◆ **Document segment**
Thrombosis Researcher Set to Deliver American Heart Association Lecture


Sriram Krishnaswamy, PhD, is set to deliver this year’s Sol Sherry Distinguished Lecture in Thrombosis.

The Children’s Hospital of Philadelphia’s Sriram Krishnaswamy, PhD, is set to deliver this year’s Sol Sherry Distinguished Lecture in Thrombosis at this week’s American Heart Association Scientific Sessions annual conference. A thrombosis and hemostasis researcher, Dr. Krishnaswamy investigates the biochemical underpinnings of coagulation.

Held November 15 to 19 in Chicago, the American Heart Association (AHA) conference will bring together approximately 17,000 attendees from over 100 countries. The AHA’s Sol Sherry Lecture honors the late Sol Sherry, MD, who was a pioneer in the field of thrombosis research and spent nearly twenty years at Temple University in Philadelphia. Past Sol Sherry lecturers include the University of Illinois’ James Morrissey, PhD, and the University of Maryland School of Medicine’s Dudley K. Strickland, PhD.

A Professor of Pediatrics in the Division of Hematology, Dr. Krishnaswamy’s research is focused on better understanding “how protein-protein interactions involved in the assembly of the coagulation complexes on membranes modulate function and how the coagulation enzymes achieve narrow and defined specificity.” His lab is supported by a number of grants from the NIH, the most recent of which he received in August of 2014. That award supports his investigation of how platelets and vascular endothelium cells contribute to coagulation.

◆ **What you are asked to do**
Could you output the passage of the lecture announcement word for word, starting at "Thrombosis Researcher Set" and ending at "Lecture in Thrombosis."?

◆ **Supplied material**
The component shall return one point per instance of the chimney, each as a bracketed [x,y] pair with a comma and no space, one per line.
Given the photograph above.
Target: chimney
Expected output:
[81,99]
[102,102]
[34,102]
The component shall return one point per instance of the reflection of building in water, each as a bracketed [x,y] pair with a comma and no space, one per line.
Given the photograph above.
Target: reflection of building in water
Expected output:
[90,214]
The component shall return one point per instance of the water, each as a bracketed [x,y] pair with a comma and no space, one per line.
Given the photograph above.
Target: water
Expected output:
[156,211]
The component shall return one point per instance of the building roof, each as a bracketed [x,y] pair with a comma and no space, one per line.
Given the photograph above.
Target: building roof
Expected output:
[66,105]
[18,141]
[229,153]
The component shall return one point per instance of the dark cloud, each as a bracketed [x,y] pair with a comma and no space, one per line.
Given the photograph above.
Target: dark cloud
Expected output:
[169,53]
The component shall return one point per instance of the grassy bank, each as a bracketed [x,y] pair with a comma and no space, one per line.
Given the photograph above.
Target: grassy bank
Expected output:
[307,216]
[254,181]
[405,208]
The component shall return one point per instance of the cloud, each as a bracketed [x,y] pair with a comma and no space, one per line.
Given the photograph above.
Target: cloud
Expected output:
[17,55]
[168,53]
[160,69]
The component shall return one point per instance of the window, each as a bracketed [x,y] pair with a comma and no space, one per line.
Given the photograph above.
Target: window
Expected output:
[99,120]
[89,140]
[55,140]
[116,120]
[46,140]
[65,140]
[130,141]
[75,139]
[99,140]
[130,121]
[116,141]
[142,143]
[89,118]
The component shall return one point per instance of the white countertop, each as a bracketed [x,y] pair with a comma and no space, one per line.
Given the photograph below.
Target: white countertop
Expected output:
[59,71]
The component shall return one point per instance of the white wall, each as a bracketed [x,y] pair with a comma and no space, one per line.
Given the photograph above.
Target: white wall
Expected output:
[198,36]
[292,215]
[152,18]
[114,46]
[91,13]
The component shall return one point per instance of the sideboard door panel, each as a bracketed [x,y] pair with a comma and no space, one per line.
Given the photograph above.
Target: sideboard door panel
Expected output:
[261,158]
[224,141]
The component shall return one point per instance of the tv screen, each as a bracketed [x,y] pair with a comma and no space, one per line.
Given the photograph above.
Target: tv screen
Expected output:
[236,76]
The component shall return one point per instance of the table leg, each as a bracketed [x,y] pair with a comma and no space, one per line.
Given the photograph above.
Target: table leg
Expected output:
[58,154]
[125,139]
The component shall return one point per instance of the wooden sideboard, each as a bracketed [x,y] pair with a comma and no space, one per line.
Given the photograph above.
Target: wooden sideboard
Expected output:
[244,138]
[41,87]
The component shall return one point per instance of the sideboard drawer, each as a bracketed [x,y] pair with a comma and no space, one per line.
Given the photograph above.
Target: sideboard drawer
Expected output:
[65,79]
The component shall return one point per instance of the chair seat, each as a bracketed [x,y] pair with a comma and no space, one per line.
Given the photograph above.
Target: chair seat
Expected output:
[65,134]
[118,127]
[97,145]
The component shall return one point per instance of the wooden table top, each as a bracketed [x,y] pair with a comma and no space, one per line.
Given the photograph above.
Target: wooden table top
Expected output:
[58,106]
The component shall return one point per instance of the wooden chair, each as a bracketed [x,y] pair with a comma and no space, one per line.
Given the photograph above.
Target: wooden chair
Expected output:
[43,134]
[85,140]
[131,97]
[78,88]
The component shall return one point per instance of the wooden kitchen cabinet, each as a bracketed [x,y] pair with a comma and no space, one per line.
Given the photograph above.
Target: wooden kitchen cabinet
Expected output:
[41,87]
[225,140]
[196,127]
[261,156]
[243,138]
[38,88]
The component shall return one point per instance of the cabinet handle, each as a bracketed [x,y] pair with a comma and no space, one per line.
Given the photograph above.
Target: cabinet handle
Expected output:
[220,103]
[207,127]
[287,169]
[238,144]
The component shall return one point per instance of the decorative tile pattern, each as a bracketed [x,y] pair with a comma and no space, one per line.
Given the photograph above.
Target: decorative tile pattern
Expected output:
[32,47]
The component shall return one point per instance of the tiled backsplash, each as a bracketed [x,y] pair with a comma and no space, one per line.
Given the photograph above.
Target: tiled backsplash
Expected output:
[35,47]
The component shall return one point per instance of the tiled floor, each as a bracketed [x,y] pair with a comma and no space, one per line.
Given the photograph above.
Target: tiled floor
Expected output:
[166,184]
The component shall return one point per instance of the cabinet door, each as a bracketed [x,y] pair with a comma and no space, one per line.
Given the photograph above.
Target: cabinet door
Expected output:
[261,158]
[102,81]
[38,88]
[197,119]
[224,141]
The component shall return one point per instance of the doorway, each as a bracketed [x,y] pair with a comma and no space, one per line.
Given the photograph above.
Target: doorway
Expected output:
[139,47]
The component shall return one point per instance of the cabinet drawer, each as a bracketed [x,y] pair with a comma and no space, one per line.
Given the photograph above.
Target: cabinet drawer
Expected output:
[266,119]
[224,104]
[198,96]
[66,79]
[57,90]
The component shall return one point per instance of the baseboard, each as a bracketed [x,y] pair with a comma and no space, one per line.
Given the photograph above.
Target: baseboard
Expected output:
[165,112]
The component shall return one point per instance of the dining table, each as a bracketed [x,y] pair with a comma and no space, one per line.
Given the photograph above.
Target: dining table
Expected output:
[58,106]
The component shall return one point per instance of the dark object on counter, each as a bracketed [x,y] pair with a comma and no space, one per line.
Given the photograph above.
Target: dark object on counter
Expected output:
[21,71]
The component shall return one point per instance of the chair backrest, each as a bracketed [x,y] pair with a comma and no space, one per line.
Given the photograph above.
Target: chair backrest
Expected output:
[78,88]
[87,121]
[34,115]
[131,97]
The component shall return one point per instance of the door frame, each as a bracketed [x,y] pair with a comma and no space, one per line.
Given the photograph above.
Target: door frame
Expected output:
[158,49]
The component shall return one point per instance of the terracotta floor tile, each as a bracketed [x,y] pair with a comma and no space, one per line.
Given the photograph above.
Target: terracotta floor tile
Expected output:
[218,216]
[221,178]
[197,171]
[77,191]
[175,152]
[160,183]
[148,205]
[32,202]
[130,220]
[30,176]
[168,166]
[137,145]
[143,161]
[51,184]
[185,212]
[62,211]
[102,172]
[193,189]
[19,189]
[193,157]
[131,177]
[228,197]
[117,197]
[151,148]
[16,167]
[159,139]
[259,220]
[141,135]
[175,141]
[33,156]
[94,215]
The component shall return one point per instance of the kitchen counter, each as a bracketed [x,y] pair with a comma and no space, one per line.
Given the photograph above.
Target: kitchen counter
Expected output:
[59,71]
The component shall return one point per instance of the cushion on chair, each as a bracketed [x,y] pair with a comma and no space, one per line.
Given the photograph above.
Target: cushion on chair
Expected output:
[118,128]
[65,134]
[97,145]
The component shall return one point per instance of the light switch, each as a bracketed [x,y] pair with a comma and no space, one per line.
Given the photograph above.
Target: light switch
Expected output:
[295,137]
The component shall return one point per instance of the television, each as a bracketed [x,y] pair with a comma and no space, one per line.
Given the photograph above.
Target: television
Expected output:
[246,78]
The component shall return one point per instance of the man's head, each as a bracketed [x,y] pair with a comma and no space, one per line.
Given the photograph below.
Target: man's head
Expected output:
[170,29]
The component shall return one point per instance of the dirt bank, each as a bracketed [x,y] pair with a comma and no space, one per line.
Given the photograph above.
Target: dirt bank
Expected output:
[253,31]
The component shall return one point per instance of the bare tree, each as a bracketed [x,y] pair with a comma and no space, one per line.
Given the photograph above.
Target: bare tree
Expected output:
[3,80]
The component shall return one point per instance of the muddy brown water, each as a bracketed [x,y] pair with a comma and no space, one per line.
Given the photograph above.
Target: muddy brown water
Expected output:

◆ **Task response**
Thrombosis Researcher Set to Deliver American Heart Association Lecture


Sriram Krishnaswamy, PhD, is set to deliver this year’s Sol Sherry Distinguished Lecture in Thrombosis.